Records from a dataset
# # # #
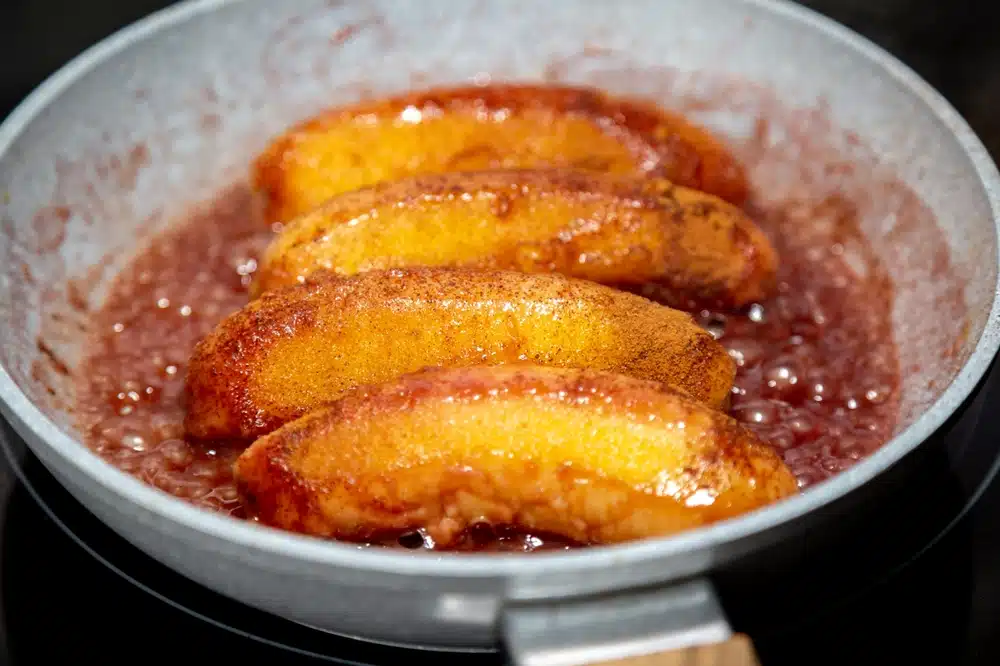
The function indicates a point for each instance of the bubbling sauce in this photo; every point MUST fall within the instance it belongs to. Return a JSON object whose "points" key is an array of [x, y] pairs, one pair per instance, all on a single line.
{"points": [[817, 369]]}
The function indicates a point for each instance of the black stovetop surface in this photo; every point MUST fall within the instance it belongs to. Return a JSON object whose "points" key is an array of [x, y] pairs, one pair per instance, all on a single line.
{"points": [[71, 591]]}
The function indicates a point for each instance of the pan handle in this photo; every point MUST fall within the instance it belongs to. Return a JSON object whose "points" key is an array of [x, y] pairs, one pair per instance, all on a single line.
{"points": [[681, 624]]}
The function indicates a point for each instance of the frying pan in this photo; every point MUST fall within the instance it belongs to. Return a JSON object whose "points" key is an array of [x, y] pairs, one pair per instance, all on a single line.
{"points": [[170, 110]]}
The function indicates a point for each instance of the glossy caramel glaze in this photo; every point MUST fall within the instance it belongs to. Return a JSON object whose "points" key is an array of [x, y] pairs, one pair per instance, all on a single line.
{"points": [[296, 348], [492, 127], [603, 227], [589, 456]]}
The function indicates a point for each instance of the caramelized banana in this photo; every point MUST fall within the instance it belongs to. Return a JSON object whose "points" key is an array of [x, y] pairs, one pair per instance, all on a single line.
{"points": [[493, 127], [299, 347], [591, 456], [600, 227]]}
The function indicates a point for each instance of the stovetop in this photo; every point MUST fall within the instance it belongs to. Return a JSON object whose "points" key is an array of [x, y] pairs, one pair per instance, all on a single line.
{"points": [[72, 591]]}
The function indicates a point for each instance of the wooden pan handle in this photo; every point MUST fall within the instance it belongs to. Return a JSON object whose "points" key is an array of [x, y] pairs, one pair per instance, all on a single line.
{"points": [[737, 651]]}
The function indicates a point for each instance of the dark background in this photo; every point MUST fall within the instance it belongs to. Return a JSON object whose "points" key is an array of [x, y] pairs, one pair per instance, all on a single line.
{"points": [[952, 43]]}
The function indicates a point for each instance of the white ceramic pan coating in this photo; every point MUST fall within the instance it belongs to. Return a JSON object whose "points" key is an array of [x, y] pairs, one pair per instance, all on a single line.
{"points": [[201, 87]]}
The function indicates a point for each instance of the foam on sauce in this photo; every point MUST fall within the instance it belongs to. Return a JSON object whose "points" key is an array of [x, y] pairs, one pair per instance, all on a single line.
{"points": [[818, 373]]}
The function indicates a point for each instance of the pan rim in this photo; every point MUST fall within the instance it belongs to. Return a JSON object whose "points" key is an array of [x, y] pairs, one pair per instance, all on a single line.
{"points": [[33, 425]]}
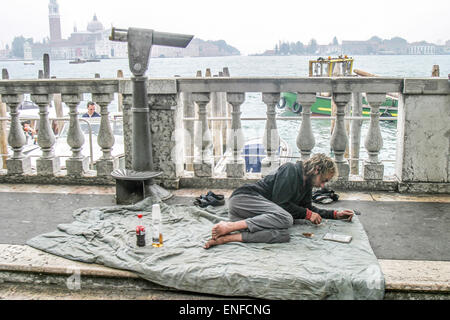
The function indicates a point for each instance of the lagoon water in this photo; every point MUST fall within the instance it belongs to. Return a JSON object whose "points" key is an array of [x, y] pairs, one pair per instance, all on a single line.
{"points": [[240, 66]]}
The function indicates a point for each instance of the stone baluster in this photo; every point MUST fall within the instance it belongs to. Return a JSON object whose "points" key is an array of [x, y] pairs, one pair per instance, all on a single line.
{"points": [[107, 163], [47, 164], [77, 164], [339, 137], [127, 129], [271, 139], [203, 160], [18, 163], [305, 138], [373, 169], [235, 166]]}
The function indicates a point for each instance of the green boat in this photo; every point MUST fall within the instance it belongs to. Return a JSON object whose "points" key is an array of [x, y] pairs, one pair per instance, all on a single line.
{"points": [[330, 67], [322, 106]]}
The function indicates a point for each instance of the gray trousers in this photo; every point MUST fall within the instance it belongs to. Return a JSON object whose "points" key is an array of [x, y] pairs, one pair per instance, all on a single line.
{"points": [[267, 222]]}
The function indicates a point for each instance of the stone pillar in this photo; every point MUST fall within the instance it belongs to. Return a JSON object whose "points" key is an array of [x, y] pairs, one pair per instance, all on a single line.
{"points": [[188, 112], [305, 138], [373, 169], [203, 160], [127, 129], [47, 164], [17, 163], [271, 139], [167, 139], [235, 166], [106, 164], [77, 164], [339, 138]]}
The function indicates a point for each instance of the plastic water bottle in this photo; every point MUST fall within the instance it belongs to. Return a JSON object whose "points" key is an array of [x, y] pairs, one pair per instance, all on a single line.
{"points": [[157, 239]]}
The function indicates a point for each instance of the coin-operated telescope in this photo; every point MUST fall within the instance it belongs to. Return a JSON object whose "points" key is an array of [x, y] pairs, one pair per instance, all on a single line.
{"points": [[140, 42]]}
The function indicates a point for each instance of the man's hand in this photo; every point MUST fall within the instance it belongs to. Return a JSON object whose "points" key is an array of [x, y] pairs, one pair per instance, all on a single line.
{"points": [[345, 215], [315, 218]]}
# # # #
Given task.
Return the rows above line for line, without changing anything, but leave out the pictures.

Reply to the exercise.
The function indicates a point for each instance of the bubbling sauce in this photo; every point MUST fall within the instance it belongs to. Return a JSON object whose "points" key is an array of [x, y] pairs, one pair per instance, all on a single line.
{"points": [[817, 369]]}
The function indicates a point for each instance of the black stovetop surface in this photo; every point MUST fall within the instance it belongs to. Return a JSON object whose "points" key is an array of [x, y] pairs, one pair per instance, all on a single line.
{"points": [[71, 591]]}
The function indicates a point for each instance of the pan handle in this photo; every point MUST fall within the instance it belongs to. Return a JSON object whose "points" key is an array of [x, y] pairs, one pair per instance, all on a single line.
{"points": [[681, 624]]}
The function indicates a point for each instance of the frying pan in this photo; every point MUST fall within the instance it belongs to. Return a JSON object whose "points" key is an array of [x, y] pairs, one pair per instance, all on a single line.
{"points": [[170, 110]]}
The function indicates a point for each instance of the glossy caramel glaze in this photo; every point MUST fall within the instance it belongs to. Return a JSON object whose "points" key is an array of [x, y] pairs, one pair per instance, all on a single line.
{"points": [[296, 348], [492, 127], [603, 227], [589, 456]]}
The function indicates a point for each instance of the caramelized banana in this photo; every point MUST fall within the instance it belongs to. Return a JSON object whose "points" key is an array of [x, y] pairs, one pair per instance, all on a single line.
{"points": [[493, 127], [299, 347], [591, 456], [600, 227]]}
The function indicates a point for each instance of the stovetop in this photo; every point MUST fall within the instance it belongs to. Return a JSON object whose "points" key is an array of [x, y] pairs, one pair per instance, all on a single line.
{"points": [[72, 591]]}
The function indicates a point for each instance of the wooden pan handle in this photo; every point MUST fall within the instance it belongs to. Return a JSON object whose "points" key is an array of [x, y] pairs, one pair per instance, all on a single line.
{"points": [[737, 651]]}
The function indicates a point for each instance of the dark background in this photo; every point MUST fall within the instance it belongs to. Return a JSON object whose "points" key is an array of [x, y] pairs, one pair per instance, all on a single line.
{"points": [[952, 43]]}
The function indicates a point for each instance of the white ceramic pan coating in this photo; every point MUST fall within the instance it belongs to. Return a JSON object whose "points" key is an array of [x, y] pairs, one pair per instance, all on a single line.
{"points": [[201, 87]]}
The function indicates a point for each instance of the foam on sauce in this photo; every point MUST fall within the instance it belongs to. Return a JSON object whose "points" key is an array of [x, y] pairs, one pair per instance, all on a single line.
{"points": [[818, 373]]}
The function indicates a point for each instance of the pan rim in this photo; every point MUST fall within the instance it belongs to. Return a JSON object whose "points" key is an array of [x, y] pairs, one pair per instance, all on a single line.
{"points": [[33, 425]]}
The function indicates a point for each instance of the lagoon water in this photo; every point MUST fall within the instance it belongs to. Return a JSON object whose "points" key is an array of [x, y] pairs, one pair per instance, all on a single line.
{"points": [[240, 66]]}
The function indicates a point for each instance of the stone baluster in this photo; every point MUST fall within the instance it belongs to. Return a JSON object whose "points" key is an array of [x, y] pairs, one pair per instance, all on a single line.
{"points": [[107, 163], [47, 164], [77, 164], [339, 137], [127, 129], [271, 139], [203, 160], [18, 163], [305, 138], [373, 169], [235, 166]]}
The function indicates a point for each instance of the green boat in this photo; every point MUST fall within the instance it belongs to. Return a JSON object whose "points" key is an array of [x, y] pairs, one pair per instance, all on a single line.
{"points": [[330, 67], [322, 106]]}
The function indicates a point for each instance of the gray trousers in this photo; every point MUST fall within the instance it belongs to. Return a JSON object whose "points" key is an array of [x, y] pairs, one pair per instance, all on a single line.
{"points": [[267, 222]]}
The function indicates a point for each instance of the stone pillar in this photo; every point MUST fall within the instance it belongs to. Return a JSON object whose "points" key is an array of [x, y] pairs, one pair per instance, all on a single line.
{"points": [[188, 112], [305, 138], [373, 169], [203, 160], [127, 129], [47, 164], [17, 163], [271, 139], [167, 139], [235, 166], [106, 164], [77, 164], [339, 138]]}
The function indicates a point for each instance of the plastic water bottle in this photo; every point MUST fall within the instance it belongs to. Return a JSON object whose "points" key is an array of [x, y] pairs, one pair per instance, all on a single line.
{"points": [[157, 239]]}
The function indicates a point for each instance of the coin-operated telescope in this photo; every point MUST fall within the instance it belongs to. Return a JSON object whose "points" key is an array of [x, y] pairs, one pair per instance, all on a single line.
{"points": [[140, 42]]}
The function indicates a point for each instance of the man's hand in this photo; every point MUST fall within the instance it belongs to. Return a JSON object whose "points" key is an array of [x, y] pairs, one pair per instance, all on a single line.
{"points": [[345, 215], [315, 218]]}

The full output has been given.